### EXERCISE
In the part that opens with the line containing "For the trial run, indicate each instance of the cloud" and runs through the end of the records, change "cloud bank" to "fog bank" and keep everything else as is. Return only that part.

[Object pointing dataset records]
* begin *

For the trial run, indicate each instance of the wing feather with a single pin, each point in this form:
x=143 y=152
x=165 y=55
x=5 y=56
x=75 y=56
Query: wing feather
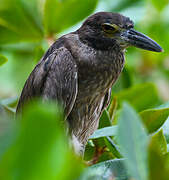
x=53 y=78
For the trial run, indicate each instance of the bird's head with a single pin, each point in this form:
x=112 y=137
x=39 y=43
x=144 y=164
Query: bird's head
x=105 y=29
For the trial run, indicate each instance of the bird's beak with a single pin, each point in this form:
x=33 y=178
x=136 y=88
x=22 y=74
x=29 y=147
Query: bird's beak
x=137 y=39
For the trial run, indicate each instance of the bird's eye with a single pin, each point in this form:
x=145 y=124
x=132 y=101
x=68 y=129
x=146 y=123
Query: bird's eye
x=109 y=28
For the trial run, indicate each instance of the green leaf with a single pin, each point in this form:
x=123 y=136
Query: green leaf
x=41 y=150
x=3 y=60
x=17 y=23
x=59 y=15
x=165 y=128
x=132 y=140
x=89 y=151
x=154 y=118
x=142 y=96
x=104 y=120
x=111 y=169
x=112 y=147
x=158 y=163
x=107 y=131
x=159 y=139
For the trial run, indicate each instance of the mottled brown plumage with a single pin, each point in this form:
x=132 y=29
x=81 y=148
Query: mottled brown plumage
x=80 y=68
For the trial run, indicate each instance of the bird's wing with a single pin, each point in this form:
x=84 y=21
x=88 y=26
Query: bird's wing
x=53 y=78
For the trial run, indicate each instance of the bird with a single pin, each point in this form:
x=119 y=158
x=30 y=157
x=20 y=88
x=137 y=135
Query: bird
x=80 y=68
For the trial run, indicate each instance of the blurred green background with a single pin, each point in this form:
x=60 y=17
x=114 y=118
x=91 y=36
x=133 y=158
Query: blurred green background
x=37 y=147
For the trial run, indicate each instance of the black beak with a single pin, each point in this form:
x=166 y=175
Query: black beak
x=140 y=40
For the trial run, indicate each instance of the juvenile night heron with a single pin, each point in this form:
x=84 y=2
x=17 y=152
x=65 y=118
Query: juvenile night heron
x=79 y=69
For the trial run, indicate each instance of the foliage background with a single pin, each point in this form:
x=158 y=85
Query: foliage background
x=27 y=28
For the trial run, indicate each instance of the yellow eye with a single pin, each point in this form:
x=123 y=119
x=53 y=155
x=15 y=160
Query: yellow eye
x=109 y=28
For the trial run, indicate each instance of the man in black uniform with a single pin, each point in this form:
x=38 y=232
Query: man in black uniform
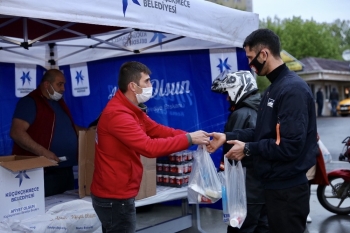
x=244 y=100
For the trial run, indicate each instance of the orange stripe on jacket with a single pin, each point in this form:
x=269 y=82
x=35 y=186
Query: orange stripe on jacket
x=278 y=139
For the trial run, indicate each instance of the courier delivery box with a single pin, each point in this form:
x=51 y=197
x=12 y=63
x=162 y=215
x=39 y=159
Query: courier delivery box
x=148 y=185
x=22 y=186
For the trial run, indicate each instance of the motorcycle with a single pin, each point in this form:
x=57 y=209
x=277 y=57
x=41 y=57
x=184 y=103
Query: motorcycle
x=335 y=197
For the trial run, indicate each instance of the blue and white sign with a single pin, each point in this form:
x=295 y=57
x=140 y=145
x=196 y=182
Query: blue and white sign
x=222 y=60
x=80 y=80
x=25 y=79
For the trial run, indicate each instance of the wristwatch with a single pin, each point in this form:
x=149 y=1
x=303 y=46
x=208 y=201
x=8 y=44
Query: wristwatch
x=246 y=150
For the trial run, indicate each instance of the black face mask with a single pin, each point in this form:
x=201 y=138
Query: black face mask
x=256 y=65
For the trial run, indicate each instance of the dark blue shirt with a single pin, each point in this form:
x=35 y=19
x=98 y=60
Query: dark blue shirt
x=64 y=140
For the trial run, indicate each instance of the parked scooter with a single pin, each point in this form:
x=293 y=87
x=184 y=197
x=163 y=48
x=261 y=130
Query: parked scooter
x=335 y=197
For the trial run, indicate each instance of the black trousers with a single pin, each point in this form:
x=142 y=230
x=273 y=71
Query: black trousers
x=287 y=209
x=58 y=180
x=255 y=222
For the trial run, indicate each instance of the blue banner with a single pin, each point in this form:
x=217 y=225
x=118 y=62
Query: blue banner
x=182 y=97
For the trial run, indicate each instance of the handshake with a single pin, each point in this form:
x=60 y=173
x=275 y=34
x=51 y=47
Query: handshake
x=214 y=140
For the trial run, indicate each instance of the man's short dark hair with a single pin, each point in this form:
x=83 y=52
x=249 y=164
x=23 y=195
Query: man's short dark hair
x=131 y=72
x=50 y=75
x=264 y=38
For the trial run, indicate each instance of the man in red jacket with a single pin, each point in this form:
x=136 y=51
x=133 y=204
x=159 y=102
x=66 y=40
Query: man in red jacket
x=124 y=132
x=42 y=125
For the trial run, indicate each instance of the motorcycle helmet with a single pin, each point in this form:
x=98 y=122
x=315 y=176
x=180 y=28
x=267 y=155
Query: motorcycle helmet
x=237 y=84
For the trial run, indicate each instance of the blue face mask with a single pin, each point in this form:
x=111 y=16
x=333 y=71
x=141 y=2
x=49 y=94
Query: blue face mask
x=256 y=65
x=55 y=96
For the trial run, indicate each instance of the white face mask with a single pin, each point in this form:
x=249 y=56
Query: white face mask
x=55 y=96
x=145 y=95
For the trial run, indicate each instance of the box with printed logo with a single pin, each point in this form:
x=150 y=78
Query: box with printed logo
x=148 y=185
x=22 y=186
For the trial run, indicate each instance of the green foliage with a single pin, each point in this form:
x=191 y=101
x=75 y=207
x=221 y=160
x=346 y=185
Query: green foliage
x=307 y=38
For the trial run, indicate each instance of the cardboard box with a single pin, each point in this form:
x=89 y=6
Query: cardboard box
x=22 y=186
x=86 y=168
x=149 y=179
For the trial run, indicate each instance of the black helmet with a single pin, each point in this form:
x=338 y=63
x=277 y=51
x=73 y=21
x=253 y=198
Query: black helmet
x=236 y=84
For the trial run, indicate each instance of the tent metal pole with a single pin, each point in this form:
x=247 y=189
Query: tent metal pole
x=88 y=47
x=22 y=54
x=25 y=30
x=52 y=32
x=165 y=42
x=10 y=40
x=81 y=34
x=9 y=21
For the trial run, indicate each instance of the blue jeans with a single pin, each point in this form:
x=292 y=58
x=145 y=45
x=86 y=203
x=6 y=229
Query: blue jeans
x=116 y=215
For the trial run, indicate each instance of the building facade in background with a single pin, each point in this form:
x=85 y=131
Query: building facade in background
x=326 y=74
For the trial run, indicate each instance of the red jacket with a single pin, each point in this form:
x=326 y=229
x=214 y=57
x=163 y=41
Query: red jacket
x=124 y=132
x=41 y=131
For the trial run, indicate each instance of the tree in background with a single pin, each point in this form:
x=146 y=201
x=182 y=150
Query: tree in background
x=307 y=38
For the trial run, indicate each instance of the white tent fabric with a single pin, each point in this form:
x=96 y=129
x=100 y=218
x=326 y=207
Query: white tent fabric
x=167 y=25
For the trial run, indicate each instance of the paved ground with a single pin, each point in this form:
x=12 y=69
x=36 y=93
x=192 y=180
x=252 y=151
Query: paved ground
x=332 y=131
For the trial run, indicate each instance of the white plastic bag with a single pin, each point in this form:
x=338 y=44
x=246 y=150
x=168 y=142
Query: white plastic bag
x=327 y=157
x=204 y=185
x=225 y=213
x=236 y=193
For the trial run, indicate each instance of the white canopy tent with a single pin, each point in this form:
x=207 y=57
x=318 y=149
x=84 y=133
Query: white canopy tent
x=67 y=32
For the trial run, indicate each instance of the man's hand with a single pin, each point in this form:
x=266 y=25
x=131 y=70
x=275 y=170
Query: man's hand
x=50 y=155
x=200 y=137
x=217 y=141
x=236 y=152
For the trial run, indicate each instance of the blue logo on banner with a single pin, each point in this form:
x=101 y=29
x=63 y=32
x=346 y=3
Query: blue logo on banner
x=112 y=90
x=223 y=65
x=25 y=77
x=20 y=175
x=79 y=77
x=125 y=5
x=160 y=37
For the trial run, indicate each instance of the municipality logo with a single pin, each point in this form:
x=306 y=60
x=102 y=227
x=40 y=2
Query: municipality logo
x=79 y=77
x=25 y=76
x=21 y=175
x=125 y=4
x=223 y=65
x=159 y=36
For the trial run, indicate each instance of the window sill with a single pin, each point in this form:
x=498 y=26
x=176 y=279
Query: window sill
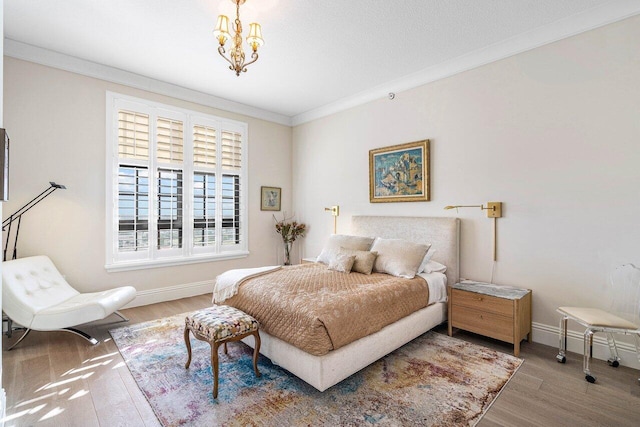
x=170 y=262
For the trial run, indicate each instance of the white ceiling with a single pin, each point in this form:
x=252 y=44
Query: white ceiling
x=319 y=55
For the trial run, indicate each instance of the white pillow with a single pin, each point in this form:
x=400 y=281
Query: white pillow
x=398 y=257
x=342 y=262
x=364 y=260
x=426 y=259
x=435 y=267
x=336 y=241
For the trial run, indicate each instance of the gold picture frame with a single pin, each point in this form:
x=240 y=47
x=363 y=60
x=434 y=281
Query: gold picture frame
x=400 y=173
x=270 y=198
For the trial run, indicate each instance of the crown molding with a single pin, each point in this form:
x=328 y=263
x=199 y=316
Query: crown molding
x=38 y=55
x=613 y=11
x=605 y=14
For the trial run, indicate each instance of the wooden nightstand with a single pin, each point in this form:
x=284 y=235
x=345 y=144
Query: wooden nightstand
x=499 y=312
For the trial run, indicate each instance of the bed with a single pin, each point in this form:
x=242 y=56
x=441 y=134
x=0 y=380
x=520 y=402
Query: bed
x=326 y=368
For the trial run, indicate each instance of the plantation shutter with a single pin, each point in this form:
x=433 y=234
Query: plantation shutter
x=170 y=144
x=231 y=150
x=204 y=146
x=133 y=135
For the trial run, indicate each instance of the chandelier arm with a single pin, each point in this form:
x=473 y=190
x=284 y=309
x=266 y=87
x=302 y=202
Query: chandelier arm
x=254 y=57
x=222 y=52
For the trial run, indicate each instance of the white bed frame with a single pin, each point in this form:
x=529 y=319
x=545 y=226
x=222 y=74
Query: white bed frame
x=324 y=371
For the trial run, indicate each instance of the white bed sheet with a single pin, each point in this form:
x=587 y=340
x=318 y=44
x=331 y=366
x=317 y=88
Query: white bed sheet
x=437 y=286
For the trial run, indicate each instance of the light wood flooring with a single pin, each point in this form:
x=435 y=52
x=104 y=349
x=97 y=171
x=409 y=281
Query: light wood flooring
x=59 y=379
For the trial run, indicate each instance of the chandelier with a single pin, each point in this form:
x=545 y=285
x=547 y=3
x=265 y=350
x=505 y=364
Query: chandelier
x=236 y=55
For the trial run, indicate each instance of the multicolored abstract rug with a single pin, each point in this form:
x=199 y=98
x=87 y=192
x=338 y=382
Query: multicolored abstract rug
x=435 y=380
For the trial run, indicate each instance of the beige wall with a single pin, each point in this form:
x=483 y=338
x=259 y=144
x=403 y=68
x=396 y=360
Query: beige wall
x=554 y=133
x=57 y=122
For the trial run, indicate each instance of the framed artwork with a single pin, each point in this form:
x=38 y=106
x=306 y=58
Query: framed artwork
x=400 y=173
x=270 y=198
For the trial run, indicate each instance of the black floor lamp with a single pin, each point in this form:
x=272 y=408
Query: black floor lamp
x=17 y=215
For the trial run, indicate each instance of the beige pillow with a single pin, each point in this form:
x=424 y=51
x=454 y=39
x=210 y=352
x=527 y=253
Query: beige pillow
x=342 y=262
x=337 y=241
x=398 y=257
x=364 y=260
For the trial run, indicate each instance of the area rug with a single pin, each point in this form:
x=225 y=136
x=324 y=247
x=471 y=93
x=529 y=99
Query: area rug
x=435 y=380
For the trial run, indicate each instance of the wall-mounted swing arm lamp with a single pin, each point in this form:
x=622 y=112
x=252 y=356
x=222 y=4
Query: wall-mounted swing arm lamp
x=494 y=210
x=335 y=211
x=17 y=215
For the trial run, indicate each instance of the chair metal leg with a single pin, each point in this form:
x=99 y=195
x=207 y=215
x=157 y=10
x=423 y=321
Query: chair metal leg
x=81 y=334
x=20 y=339
x=637 y=342
x=120 y=315
x=614 y=360
x=586 y=357
x=561 y=357
x=72 y=330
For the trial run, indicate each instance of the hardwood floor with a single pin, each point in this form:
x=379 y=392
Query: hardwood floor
x=58 y=379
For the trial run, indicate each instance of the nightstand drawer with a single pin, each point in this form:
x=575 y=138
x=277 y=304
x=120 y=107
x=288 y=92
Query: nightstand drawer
x=484 y=323
x=483 y=302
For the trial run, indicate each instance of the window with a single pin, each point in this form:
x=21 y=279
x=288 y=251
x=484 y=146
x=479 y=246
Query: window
x=175 y=185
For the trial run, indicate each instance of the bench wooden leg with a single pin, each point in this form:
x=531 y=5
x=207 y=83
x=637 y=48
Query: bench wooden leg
x=214 y=367
x=256 y=351
x=187 y=342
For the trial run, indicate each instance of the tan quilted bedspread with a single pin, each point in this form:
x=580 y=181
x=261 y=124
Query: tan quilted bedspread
x=319 y=310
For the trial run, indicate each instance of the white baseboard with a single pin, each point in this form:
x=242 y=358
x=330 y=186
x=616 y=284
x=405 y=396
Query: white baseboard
x=170 y=293
x=550 y=335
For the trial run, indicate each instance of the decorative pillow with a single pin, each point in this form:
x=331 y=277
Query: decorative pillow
x=336 y=241
x=398 y=257
x=426 y=259
x=364 y=260
x=342 y=262
x=435 y=267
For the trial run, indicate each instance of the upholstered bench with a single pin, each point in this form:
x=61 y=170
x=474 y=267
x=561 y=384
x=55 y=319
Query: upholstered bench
x=218 y=325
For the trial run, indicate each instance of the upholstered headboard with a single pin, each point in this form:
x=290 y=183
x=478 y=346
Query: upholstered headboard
x=442 y=233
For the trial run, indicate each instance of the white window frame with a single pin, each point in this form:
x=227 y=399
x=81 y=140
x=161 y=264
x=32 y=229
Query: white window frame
x=188 y=254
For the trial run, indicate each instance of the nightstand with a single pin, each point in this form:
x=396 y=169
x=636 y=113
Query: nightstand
x=500 y=312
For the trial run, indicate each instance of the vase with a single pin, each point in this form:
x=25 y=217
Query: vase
x=287 y=253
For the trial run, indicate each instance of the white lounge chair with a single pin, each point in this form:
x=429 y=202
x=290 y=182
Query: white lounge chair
x=36 y=296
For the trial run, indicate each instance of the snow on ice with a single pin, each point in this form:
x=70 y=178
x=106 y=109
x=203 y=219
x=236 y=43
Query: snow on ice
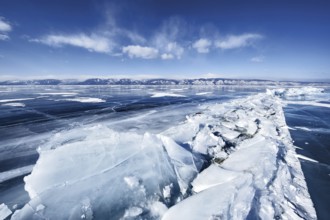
x=233 y=160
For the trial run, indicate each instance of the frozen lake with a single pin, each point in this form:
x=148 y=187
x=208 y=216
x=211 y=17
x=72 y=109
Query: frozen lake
x=43 y=119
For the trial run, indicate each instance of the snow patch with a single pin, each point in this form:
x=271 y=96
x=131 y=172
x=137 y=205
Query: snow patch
x=163 y=94
x=14 y=104
x=85 y=100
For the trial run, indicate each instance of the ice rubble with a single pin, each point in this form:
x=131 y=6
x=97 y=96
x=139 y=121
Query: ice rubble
x=228 y=161
x=85 y=100
x=163 y=94
x=289 y=92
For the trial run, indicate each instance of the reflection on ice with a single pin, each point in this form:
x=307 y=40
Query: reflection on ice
x=230 y=161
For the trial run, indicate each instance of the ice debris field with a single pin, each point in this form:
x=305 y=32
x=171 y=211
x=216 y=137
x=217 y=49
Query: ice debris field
x=233 y=160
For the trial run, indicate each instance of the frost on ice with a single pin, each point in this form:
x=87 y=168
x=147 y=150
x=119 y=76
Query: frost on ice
x=233 y=160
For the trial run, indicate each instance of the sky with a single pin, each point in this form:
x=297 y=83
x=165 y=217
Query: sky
x=281 y=40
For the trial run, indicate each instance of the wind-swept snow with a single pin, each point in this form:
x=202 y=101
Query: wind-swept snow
x=260 y=178
x=14 y=104
x=289 y=92
x=163 y=94
x=4 y=211
x=233 y=160
x=85 y=100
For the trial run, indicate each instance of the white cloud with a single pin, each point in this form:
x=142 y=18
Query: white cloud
x=93 y=43
x=4 y=37
x=5 y=27
x=258 y=59
x=137 y=51
x=167 y=56
x=167 y=37
x=237 y=41
x=202 y=45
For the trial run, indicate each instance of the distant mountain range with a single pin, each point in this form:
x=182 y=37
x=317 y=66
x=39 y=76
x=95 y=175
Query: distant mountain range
x=125 y=81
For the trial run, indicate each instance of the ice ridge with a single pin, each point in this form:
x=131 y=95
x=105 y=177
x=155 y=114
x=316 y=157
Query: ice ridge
x=233 y=160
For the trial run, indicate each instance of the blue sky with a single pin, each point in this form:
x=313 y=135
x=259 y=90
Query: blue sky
x=165 y=38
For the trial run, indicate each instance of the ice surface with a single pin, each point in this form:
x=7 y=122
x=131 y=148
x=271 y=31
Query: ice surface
x=120 y=174
x=59 y=93
x=14 y=104
x=306 y=158
x=296 y=91
x=313 y=103
x=260 y=178
x=85 y=100
x=15 y=100
x=7 y=175
x=163 y=94
x=250 y=169
x=203 y=93
x=4 y=211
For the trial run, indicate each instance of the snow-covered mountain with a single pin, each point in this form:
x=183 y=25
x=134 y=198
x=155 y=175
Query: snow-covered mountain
x=126 y=81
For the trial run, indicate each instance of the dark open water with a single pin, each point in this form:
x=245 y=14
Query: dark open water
x=312 y=135
x=48 y=110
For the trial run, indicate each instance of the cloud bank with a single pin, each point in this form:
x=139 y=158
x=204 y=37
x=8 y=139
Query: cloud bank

* end *

### OUTPUT
For the trial run, indicate each instance of the fog bank with a single pin, each point in this form:
x=139 y=158
x=204 y=37
x=8 y=139
Query: fog bank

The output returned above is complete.